# Exercise
Carry over every entry exactly as it appears in the records.

# Records provided
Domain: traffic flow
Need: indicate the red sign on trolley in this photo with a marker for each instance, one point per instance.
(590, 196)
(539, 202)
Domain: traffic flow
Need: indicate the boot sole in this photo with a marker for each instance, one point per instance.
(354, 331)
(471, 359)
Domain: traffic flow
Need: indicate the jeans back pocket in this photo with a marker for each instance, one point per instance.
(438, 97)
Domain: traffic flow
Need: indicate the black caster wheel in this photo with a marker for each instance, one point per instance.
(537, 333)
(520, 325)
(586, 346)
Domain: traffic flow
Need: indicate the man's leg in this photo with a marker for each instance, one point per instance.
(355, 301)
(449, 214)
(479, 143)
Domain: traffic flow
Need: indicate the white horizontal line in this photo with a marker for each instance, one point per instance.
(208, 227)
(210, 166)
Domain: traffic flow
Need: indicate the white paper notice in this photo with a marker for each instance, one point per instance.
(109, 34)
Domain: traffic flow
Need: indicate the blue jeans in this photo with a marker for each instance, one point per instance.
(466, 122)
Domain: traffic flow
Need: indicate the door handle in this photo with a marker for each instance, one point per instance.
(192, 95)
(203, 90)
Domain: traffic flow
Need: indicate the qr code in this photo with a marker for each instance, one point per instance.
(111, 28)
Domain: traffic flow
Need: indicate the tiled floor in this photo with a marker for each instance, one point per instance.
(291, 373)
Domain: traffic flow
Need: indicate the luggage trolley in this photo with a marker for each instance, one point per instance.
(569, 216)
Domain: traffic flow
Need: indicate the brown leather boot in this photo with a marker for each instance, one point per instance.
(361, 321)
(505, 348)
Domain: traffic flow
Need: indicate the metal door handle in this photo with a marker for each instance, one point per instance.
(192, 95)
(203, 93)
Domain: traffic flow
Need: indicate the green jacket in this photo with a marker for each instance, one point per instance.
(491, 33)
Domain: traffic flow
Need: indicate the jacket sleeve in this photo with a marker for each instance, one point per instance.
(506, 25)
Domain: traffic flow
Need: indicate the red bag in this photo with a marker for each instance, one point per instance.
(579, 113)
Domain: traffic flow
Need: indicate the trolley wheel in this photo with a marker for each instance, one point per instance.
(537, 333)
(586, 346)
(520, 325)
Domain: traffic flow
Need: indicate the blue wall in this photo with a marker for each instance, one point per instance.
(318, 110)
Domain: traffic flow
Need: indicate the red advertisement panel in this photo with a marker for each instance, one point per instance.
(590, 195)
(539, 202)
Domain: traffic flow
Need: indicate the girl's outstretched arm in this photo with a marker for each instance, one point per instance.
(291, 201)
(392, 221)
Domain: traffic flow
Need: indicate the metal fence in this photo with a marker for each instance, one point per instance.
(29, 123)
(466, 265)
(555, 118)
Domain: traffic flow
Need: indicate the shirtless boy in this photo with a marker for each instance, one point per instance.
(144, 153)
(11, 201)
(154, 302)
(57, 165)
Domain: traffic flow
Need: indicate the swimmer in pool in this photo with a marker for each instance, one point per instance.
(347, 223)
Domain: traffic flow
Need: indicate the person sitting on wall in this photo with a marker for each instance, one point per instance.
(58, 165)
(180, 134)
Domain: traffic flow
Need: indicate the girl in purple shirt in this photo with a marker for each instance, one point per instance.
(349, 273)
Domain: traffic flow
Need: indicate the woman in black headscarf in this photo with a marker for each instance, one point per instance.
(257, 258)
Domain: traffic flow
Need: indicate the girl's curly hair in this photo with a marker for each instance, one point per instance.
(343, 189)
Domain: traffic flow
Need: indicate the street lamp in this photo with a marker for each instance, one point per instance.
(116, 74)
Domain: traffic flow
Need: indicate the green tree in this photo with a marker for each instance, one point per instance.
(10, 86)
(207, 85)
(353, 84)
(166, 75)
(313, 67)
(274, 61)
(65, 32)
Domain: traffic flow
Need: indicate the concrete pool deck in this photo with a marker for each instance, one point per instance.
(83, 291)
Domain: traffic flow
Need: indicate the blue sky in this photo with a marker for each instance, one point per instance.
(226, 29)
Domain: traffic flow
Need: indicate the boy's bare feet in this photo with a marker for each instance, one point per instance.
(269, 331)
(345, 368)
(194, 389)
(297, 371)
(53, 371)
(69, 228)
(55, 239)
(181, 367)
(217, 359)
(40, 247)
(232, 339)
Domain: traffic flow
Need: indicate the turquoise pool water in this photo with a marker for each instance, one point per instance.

# Reply to the task
Domain: traffic flow
Need: indicate the red sign on trolley in this photo with a marker for each instance, one point per instance.
(590, 196)
(539, 202)
Domain: traffic flow
Need: indicate the boot sole in this photo with a marker for each instance, one point per instance.
(354, 331)
(471, 359)
Domain: traffic flow
Need: indicate the jeans back pocket in this photo with a marker for each instance, one point per instance.
(438, 97)
Domain: traffic flow
Need: indicate the black caster wheel in this photo with a marker for each instance, one point per instance.
(537, 333)
(520, 325)
(586, 346)
Domain: traffic flow
Need: indicate the man's leg in this photo with a marker for each instance, one point per instance.
(355, 301)
(449, 214)
(479, 143)
Domain: traffic flow
Need: indicate the white horizontal line in this photo with a marker for each instance, one point per instance.
(208, 227)
(210, 166)
Domain: traffic flow
Need: indicate the white paper notice in this photo with a marker for each instance, one point per instance.
(109, 34)
Domain: traffic flow
Need: indicate the blue jeans in this photo with a marker for each instance, one point per instance.
(466, 122)
Domain: traffic flow
Need: indicate the door handle in this photo with a marker for each instance, one point per instance.
(192, 95)
(203, 90)
Domain: traffic flow
Need: indicate the qr code in this photo with a marker for each instance, one point per instance.
(111, 28)
Domain: traffic flow
Need: indicate the tiled floor in this photo with a marker for each instance, one point per instance.
(291, 373)
Domain: traffic flow
Need: indicate the luggage trolley in this photo with a marker for each instance, one point per instance.
(569, 216)
Domain: traffic flow
Need: indicate the brown leather boot in this photo with a marker for each instance, one point per instance.
(361, 321)
(505, 348)
Domain: traffic flow
Need: indicate the metal door handle in this photo with a marker for each instance, one point per instance.
(192, 95)
(203, 93)
Domain: traffic flow
Need: indicate the green jacket in this photo with a marker for each instance, one point per instance.
(491, 33)
Domain: traffic flow
Need: indicate the jacket sleeve in this photo with a marker for each instance, one point per instance.
(506, 25)
Domain: traffic flow
Need: indicate the red bag in this photo with a marker for each instance, one point per instance.
(579, 113)
Domain: traffic flow
Need: indicate the trolley wheel in this photo with a marker for each instance, one point per instance.
(537, 333)
(586, 346)
(520, 325)
Domain: traffic flow
Need: indicate the blue wall in this photo with a marker for each instance, one point per instance.
(318, 110)
Domain: traffic flow
Need: indicate the red advertisement panel in this photo with a marker for each instance, one point per instance.
(590, 195)
(539, 202)
Domain: traffic flow
Need: indicate the girl's outstretched arm in this photo with a marker for each instance, one point per instance.
(291, 201)
(392, 221)
Domain: traffic flow
Need: indicate the metal fence in this photo with a marker for each instance, one point per instance.
(29, 123)
(466, 265)
(555, 118)
Domain: traffic flow
Need: indicate the shirtless boy in this photo with a marker for each instance, one point per instance.
(144, 153)
(11, 201)
(154, 302)
(57, 165)
Domain: traffic flow
Need: indicate the swimmer in pool in this photo with a marker for each instance, one point per instance.
(347, 223)
Domain: traffic flow
Need: indicate the person sitting on wall in this photo with a marker for each instance, one point per instance.
(58, 165)
(180, 134)
Domain: traffic flow
Need: indicate the girl in purple shirt in this photo with a marker for each instance, one point per instance.
(349, 273)
Domain: traffic flow
Need: indicate the woman in black headscarf in this photo with a marker for each instance, one point per instance.
(257, 258)
Domain: traffic flow
Need: indicate the girl's curly hair in this photo with a marker for each instance, one point per instance.
(343, 189)
Domain: traffic flow
Need: indicate the street lamp in this photo with a marker for each instance, one point per instance.
(116, 74)
Domain: traffic flow
Need: indicate the green tree in this photo with a marker for each instance, one point per instance.
(10, 86)
(207, 85)
(353, 84)
(166, 75)
(313, 67)
(274, 61)
(65, 32)
Domain: traffic flow
Need: indicate the concrete pool deck in this photo with a marker for each instance, one point per instance.
(83, 291)
Domain: traffic flow
Need: indicate the blue sky in this photo with a marker for each instance, one point per instance.
(226, 29)
Domain: traffic flow
Need: indicate the boy's bare feet in this photo with a marker for each instance, one point per instance.
(269, 331)
(345, 368)
(194, 389)
(297, 371)
(53, 371)
(69, 228)
(55, 239)
(181, 367)
(217, 359)
(40, 247)
(232, 339)
Domain: traffic flow
Need: indicate the turquoise pool water in this photo with a marker for each instance, one point per instance.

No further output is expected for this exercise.